TASK STATEMENT. Go over the records and copy every line with the string "dark".
-*-
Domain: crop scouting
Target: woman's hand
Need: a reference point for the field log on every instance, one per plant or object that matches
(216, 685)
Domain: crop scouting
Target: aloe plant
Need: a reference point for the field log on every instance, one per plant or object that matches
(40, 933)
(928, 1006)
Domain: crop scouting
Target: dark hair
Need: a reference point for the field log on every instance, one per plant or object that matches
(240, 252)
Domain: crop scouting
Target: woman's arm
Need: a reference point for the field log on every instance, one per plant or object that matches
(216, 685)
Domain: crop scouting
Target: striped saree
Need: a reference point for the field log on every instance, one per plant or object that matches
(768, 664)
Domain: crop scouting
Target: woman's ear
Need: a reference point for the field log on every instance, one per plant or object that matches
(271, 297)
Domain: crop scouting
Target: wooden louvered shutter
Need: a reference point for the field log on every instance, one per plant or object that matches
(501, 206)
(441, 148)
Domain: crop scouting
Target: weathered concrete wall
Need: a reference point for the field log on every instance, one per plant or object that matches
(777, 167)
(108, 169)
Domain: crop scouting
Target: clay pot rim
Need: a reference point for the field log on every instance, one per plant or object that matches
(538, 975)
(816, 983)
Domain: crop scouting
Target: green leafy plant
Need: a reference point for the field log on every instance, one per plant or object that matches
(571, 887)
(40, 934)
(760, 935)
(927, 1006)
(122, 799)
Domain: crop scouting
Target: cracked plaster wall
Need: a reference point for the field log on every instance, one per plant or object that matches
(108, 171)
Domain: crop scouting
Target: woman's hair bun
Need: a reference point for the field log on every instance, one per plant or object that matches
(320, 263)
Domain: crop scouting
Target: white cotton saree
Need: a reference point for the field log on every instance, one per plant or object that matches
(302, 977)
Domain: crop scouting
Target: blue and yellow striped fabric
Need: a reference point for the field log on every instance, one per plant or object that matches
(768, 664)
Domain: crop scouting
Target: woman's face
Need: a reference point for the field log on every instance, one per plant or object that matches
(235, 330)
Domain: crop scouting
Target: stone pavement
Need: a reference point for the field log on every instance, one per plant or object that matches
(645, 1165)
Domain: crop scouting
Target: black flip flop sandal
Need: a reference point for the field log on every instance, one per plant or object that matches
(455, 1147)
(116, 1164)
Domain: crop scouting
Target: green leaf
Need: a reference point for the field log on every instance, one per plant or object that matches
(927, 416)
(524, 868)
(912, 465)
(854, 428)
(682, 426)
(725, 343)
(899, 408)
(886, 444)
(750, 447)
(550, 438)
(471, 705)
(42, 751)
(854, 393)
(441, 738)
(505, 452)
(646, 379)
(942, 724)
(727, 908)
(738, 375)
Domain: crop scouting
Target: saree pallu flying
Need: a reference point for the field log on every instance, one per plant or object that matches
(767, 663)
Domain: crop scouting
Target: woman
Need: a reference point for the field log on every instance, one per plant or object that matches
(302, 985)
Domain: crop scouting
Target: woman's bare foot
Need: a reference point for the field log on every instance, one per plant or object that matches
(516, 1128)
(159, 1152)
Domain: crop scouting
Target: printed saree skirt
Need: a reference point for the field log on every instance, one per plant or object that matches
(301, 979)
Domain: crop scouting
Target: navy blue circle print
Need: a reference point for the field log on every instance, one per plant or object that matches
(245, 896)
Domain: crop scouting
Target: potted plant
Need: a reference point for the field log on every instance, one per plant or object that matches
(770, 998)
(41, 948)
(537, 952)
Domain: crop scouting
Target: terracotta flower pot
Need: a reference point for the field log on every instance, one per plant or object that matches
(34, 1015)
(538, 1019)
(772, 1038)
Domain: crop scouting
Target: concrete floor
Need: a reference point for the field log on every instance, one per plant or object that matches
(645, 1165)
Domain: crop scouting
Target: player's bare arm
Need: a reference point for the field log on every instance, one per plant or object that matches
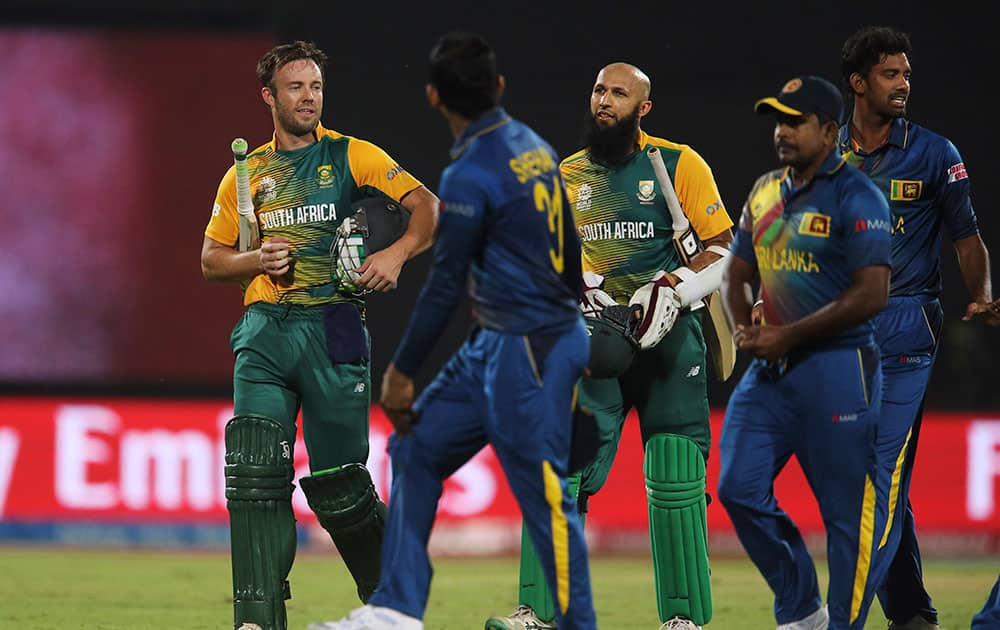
(737, 279)
(222, 263)
(706, 257)
(974, 261)
(867, 295)
(381, 270)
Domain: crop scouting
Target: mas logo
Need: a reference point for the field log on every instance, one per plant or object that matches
(325, 175)
(905, 190)
(646, 192)
(815, 224)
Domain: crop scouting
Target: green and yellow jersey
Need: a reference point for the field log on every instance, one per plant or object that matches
(622, 216)
(303, 195)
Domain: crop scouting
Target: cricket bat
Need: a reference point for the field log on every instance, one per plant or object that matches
(249, 229)
(718, 336)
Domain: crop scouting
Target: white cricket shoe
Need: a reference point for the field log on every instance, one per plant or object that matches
(917, 623)
(524, 618)
(819, 620)
(371, 618)
(679, 623)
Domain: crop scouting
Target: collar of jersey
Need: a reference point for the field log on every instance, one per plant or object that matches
(493, 119)
(318, 133)
(899, 135)
(833, 163)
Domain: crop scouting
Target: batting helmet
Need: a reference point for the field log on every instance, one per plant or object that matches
(612, 341)
(374, 224)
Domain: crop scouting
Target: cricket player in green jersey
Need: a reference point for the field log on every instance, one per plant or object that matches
(629, 257)
(302, 342)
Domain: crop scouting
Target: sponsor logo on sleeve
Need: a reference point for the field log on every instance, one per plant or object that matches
(456, 207)
(957, 172)
(905, 190)
(867, 225)
(393, 172)
(815, 224)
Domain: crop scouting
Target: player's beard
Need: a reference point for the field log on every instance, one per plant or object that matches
(613, 144)
(288, 121)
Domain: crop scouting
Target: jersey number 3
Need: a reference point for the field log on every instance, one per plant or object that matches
(551, 204)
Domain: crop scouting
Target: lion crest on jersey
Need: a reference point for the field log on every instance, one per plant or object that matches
(646, 192)
(583, 198)
(266, 190)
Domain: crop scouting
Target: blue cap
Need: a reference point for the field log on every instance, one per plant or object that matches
(805, 95)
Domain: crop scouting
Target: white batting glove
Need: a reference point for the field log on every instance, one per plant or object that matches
(594, 297)
(660, 306)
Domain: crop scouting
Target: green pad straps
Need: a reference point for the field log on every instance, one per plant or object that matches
(261, 523)
(675, 489)
(347, 507)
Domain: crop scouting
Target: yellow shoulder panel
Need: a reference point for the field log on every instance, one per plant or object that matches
(699, 195)
(371, 166)
(224, 225)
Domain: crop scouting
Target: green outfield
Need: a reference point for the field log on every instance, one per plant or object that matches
(108, 590)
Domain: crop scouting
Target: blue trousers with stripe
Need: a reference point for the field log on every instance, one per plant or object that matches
(989, 617)
(515, 393)
(823, 408)
(907, 332)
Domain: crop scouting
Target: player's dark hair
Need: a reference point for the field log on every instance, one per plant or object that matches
(463, 68)
(824, 118)
(277, 57)
(867, 48)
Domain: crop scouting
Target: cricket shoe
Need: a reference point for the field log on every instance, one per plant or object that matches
(917, 623)
(679, 623)
(819, 620)
(524, 618)
(371, 618)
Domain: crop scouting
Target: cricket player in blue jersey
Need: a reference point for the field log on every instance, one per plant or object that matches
(989, 617)
(506, 227)
(923, 178)
(816, 236)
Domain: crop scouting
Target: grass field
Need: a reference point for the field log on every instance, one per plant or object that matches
(61, 589)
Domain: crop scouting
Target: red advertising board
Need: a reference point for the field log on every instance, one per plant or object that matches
(153, 462)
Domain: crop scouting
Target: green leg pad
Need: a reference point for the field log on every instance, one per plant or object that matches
(534, 591)
(261, 523)
(347, 507)
(675, 490)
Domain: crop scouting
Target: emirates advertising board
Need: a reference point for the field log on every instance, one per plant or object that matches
(150, 472)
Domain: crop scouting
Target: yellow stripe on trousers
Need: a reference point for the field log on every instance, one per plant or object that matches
(894, 489)
(560, 534)
(866, 533)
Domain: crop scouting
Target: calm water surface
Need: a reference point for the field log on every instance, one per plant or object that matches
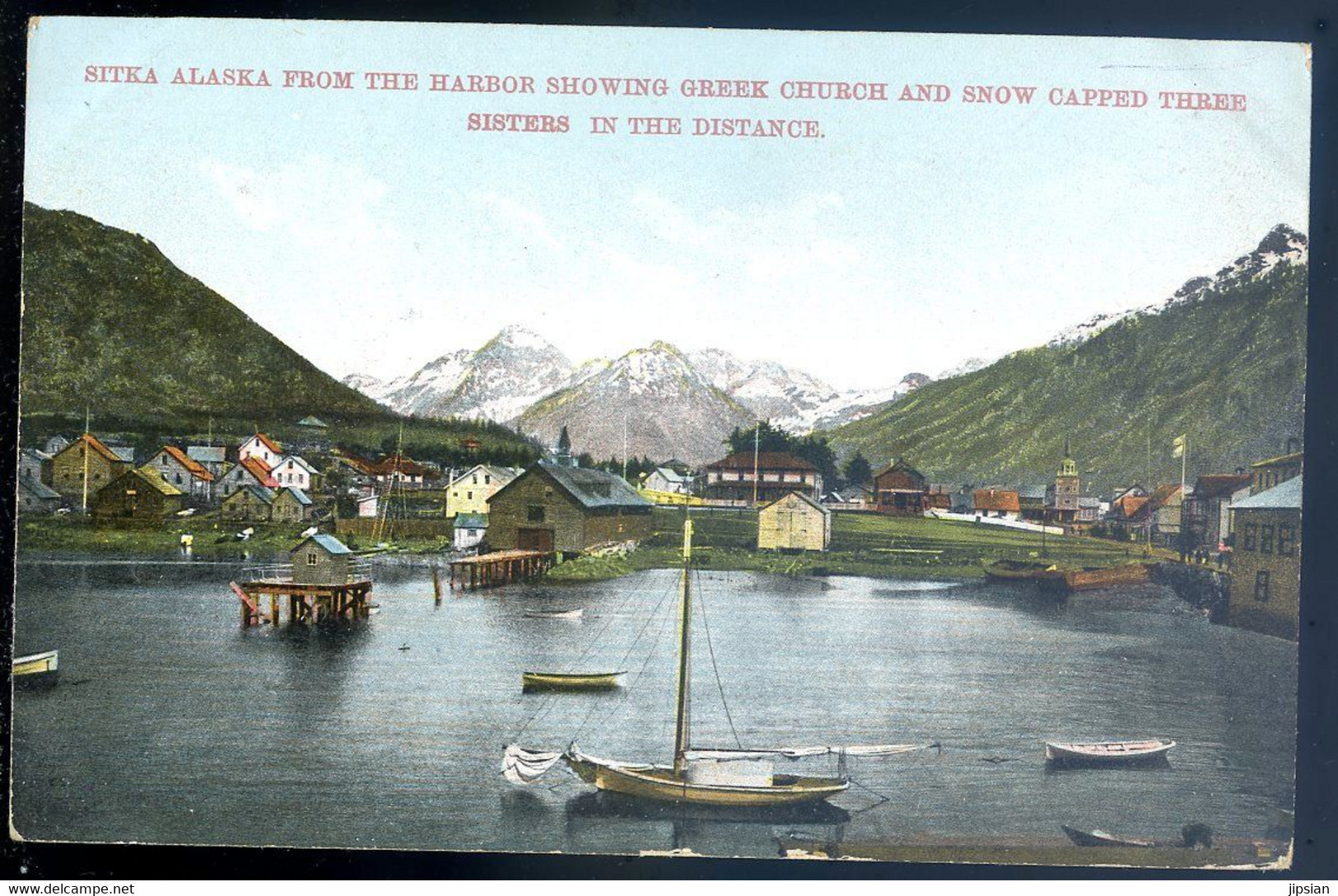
(171, 724)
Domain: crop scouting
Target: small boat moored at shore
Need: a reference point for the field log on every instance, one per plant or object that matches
(1089, 578)
(571, 681)
(1103, 838)
(1021, 572)
(38, 664)
(554, 614)
(1108, 752)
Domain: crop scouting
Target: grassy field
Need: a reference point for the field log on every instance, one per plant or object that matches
(862, 544)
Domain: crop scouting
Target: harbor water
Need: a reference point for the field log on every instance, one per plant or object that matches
(173, 724)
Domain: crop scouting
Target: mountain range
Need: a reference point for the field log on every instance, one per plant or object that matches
(1222, 362)
(109, 323)
(674, 404)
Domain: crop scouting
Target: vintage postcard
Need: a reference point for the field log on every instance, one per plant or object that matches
(625, 441)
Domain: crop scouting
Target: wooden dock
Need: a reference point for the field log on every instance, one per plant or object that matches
(499, 568)
(306, 604)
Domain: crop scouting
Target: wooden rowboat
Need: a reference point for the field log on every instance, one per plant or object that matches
(1091, 578)
(554, 614)
(664, 784)
(38, 664)
(1021, 572)
(1108, 752)
(571, 681)
(1102, 838)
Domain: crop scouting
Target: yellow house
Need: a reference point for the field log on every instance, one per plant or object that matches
(794, 523)
(471, 490)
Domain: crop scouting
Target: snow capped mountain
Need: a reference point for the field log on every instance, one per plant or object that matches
(497, 381)
(969, 366)
(791, 399)
(653, 398)
(1282, 246)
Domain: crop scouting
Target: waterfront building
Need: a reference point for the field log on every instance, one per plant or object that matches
(137, 495)
(470, 530)
(35, 497)
(293, 471)
(901, 490)
(667, 479)
(768, 475)
(1265, 591)
(1209, 508)
(323, 559)
(997, 502)
(794, 523)
(86, 454)
(554, 507)
(1274, 471)
(248, 503)
(214, 459)
(471, 490)
(291, 506)
(188, 475)
(250, 471)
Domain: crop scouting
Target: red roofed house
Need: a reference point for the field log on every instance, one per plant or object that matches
(85, 456)
(261, 447)
(182, 471)
(777, 474)
(999, 503)
(252, 471)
-*-
SOLVED EXERCISE.
Target: dark hair
Target: player's dark hair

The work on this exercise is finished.